Records drawn from a dataset
▬▬▬

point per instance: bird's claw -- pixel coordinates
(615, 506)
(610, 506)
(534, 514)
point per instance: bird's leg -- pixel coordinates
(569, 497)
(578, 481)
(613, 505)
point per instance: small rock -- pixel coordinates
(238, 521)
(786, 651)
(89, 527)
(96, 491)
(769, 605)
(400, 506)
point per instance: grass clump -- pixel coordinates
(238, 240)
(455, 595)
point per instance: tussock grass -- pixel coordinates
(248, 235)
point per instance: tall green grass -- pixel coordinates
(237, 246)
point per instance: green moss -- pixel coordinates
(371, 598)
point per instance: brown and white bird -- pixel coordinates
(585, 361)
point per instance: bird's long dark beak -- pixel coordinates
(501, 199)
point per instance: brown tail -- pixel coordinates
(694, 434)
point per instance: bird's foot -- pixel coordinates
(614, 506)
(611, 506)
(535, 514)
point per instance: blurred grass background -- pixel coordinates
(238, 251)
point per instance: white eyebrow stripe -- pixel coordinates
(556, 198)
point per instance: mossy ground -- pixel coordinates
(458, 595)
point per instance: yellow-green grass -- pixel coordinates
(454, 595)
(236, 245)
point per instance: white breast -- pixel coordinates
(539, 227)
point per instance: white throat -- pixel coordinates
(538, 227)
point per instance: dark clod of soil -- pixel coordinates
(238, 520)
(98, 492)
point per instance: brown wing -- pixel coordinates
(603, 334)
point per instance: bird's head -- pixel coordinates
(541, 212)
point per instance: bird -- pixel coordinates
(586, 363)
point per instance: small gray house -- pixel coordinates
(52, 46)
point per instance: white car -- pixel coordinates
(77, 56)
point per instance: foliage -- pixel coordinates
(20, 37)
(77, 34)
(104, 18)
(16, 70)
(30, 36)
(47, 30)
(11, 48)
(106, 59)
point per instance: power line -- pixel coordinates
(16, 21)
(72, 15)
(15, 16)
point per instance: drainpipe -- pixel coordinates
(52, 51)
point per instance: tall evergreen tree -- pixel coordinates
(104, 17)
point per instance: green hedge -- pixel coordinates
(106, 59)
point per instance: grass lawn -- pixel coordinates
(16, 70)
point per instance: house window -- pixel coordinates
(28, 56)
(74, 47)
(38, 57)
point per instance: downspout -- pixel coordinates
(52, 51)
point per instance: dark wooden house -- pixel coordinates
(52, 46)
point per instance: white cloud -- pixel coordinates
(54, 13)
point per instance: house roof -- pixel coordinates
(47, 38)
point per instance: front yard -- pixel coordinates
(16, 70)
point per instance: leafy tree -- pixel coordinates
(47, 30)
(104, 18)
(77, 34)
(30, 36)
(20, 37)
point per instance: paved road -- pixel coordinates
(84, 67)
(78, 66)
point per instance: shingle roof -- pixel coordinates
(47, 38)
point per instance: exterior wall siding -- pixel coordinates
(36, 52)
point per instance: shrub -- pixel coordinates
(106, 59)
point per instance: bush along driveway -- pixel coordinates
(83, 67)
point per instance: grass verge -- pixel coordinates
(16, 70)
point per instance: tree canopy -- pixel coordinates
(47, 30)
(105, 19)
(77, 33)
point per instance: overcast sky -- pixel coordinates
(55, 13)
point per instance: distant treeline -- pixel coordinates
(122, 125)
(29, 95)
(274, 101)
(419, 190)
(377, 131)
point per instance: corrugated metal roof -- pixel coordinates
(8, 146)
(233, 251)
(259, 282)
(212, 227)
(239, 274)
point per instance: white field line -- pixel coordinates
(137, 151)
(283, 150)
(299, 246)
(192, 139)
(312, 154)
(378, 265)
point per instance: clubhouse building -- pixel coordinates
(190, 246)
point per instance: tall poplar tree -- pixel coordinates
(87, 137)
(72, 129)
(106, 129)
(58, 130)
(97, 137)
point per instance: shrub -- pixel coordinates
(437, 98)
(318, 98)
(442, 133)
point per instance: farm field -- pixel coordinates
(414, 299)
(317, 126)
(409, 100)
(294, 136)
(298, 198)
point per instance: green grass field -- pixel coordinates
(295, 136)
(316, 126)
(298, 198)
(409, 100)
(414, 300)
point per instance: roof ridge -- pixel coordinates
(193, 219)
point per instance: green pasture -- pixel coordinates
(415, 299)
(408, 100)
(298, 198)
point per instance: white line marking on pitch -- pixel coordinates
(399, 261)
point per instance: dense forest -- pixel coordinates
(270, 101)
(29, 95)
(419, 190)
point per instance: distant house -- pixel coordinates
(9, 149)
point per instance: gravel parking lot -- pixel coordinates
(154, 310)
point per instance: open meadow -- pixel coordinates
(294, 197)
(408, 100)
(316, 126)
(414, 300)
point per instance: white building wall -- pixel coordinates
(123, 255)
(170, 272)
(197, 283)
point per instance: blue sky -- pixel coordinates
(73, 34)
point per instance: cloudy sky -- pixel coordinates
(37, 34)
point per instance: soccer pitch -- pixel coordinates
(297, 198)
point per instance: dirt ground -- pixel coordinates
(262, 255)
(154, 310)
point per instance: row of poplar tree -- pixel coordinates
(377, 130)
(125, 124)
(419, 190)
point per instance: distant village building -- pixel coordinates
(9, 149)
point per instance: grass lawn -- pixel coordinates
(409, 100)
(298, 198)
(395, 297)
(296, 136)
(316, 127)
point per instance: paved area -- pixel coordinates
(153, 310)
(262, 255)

▬▬▬

### WHAT YOU HAVE TO DO
Write out each entry again, word for word.

### ANSWER SPACE
point per instance: bird's claw -- pixel coordinates
(615, 506)
(610, 506)
(534, 514)
point per instance: bird's leg -- pixel coordinates
(569, 497)
(578, 481)
(613, 505)
point per instance: small rock -- pixel coordinates
(238, 521)
(786, 651)
(89, 527)
(96, 491)
(769, 605)
(400, 506)
point per instance: grass clump -- pixel coordinates
(238, 240)
(455, 595)
point per instance: tussock grass -- pixel coordinates
(248, 235)
point per instance: tall green grass -- pixel coordinates
(237, 246)
point per instance: green moss -- pixel coordinates
(371, 598)
point per instance: brown and white bird -- pixel coordinates
(585, 361)
point per instance: bird's long dark beak -- pixel coordinates
(501, 199)
point per instance: brown tail -- pixel coordinates
(694, 434)
point per instance: bird's foot -- pixel coordinates
(614, 506)
(611, 506)
(535, 514)
point per instance: blurred grass background -- pixel coordinates
(238, 251)
point per instance: white eyebrow stripe -- pixel coordinates
(556, 198)
point per instance: mossy ground -- pixel coordinates
(458, 595)
point per instance: yellow-green grass -- pixel coordinates
(454, 595)
(236, 245)
point per instance: white breast -- pixel coordinates
(539, 227)
point per instance: white throat -- pixel coordinates
(538, 227)
point per instance: dark clod of soil -- pixel coordinates
(238, 520)
(98, 492)
point per instance: brown wing -- pixel coordinates
(603, 334)
point per instance: bird's head -- pixel coordinates
(541, 212)
point per instance: bird -- pixel coordinates
(586, 363)
point per instance: small gray house -- pixel coordinates
(52, 46)
point per instance: white car -- pixel coordinates
(77, 56)
point per instance: foliage -- pixel coordinates
(20, 37)
(77, 34)
(104, 18)
(16, 70)
(30, 36)
(47, 30)
(11, 48)
(106, 59)
point per instance: power line -- pixel coordinates
(16, 21)
(72, 15)
(15, 16)
point per instance: drainpipe -- pixel coordinates
(52, 51)
point per instance: tall evergreen tree -- pixel coordinates
(104, 17)
point per instance: green hedge -- pixel coordinates
(106, 59)
point per instance: grass lawn -- pixel coordinates
(16, 70)
point per instance: house window -- pixel coordinates
(28, 56)
(74, 47)
(38, 57)
point per instance: downspout -- pixel coordinates
(52, 51)
point per instance: dark wooden house -- pixel coordinates
(52, 46)
point per instance: white cloud -- pixel coordinates
(54, 13)
point per instance: house roof -- pixel coordinates
(47, 38)
point per instance: front yard -- pixel coordinates
(16, 70)
point per instance: leafy tree -- pixel coordinates
(47, 30)
(104, 18)
(77, 34)
(30, 36)
(20, 37)
point per instance: paved road -- pixel coordinates
(84, 67)
(78, 66)
point per instance: shingle roof -- pixel coordinates
(47, 38)
point per instance: exterior wall siding -- pixel coordinates
(36, 52)
point per instance: shrub -- pixel coordinates
(106, 59)
point per instance: bush along driveway -- pixel coordinates
(83, 67)
point per instance: grass verge -- pixel coordinates
(16, 70)
point per instance: tree canopy -- pixel coordinates
(47, 30)
(105, 19)
(77, 33)
point per instance: overcast sky -- pixel coordinates
(55, 13)
point per instance: distant treeline -- pixel coordinates
(122, 125)
(29, 95)
(274, 101)
(419, 190)
(377, 131)
point per instance: corrugated metal roof -- pixel coordinates
(8, 146)
(233, 251)
(259, 282)
(212, 227)
(239, 274)
point per instance: white field line -- pixel coordinates
(137, 151)
(283, 150)
(299, 246)
(192, 139)
(312, 154)
(378, 265)
point per instance: clubhouse building -- pixel coordinates
(190, 246)
point per instance: tall poplar tree -- pixel coordinates
(87, 137)
(72, 129)
(106, 129)
(58, 130)
(97, 137)
point per instance: shrub -- pixel coordinates
(437, 98)
(318, 98)
(442, 133)
point per instance: farm field -- pixel coordinates
(414, 299)
(317, 126)
(409, 100)
(294, 136)
(298, 198)
point per instance: green grass field -- pixel coordinates
(295, 136)
(316, 126)
(298, 198)
(409, 100)
(414, 300)
point per instance: roof ridge -- pixel coordinates
(193, 219)
point per instance: green pasture -- pixel coordinates
(415, 299)
(408, 100)
(298, 198)
point per instance: white line marking on pitch -- pixel coordinates
(399, 261)
point per instance: dense forest -- pixel coordinates
(270, 101)
(29, 95)
(419, 190)
point per instance: distant house -- pixel coordinates
(9, 149)
point per instance: gravel parking lot -- pixel coordinates
(154, 310)
point per instance: open meadow -- pixel coordinates
(294, 197)
(408, 100)
(316, 126)
(414, 300)
point per instance: white building wall -- pixel coordinates
(123, 255)
(170, 272)
(197, 283)
point per instance: blue sky -- pixel coordinates
(73, 34)
point per instance: cloudy sky -- pixel coordinates
(37, 34)
point per instance: soccer pitch -- pixel coordinates
(297, 198)
point per instance: dirt ground -- pixel coordinates
(262, 255)
(154, 310)
point per instance: row of poplar tree -- pixel coordinates
(377, 130)
(125, 124)
(419, 190)
point per instance: distant village building -- pixel coordinates
(9, 149)
point per instance: grass lawn -- pixel coordinates
(409, 100)
(298, 198)
(395, 297)
(296, 136)
(316, 127)
point per instance: paved area -- pixel coordinates
(153, 310)
(262, 255)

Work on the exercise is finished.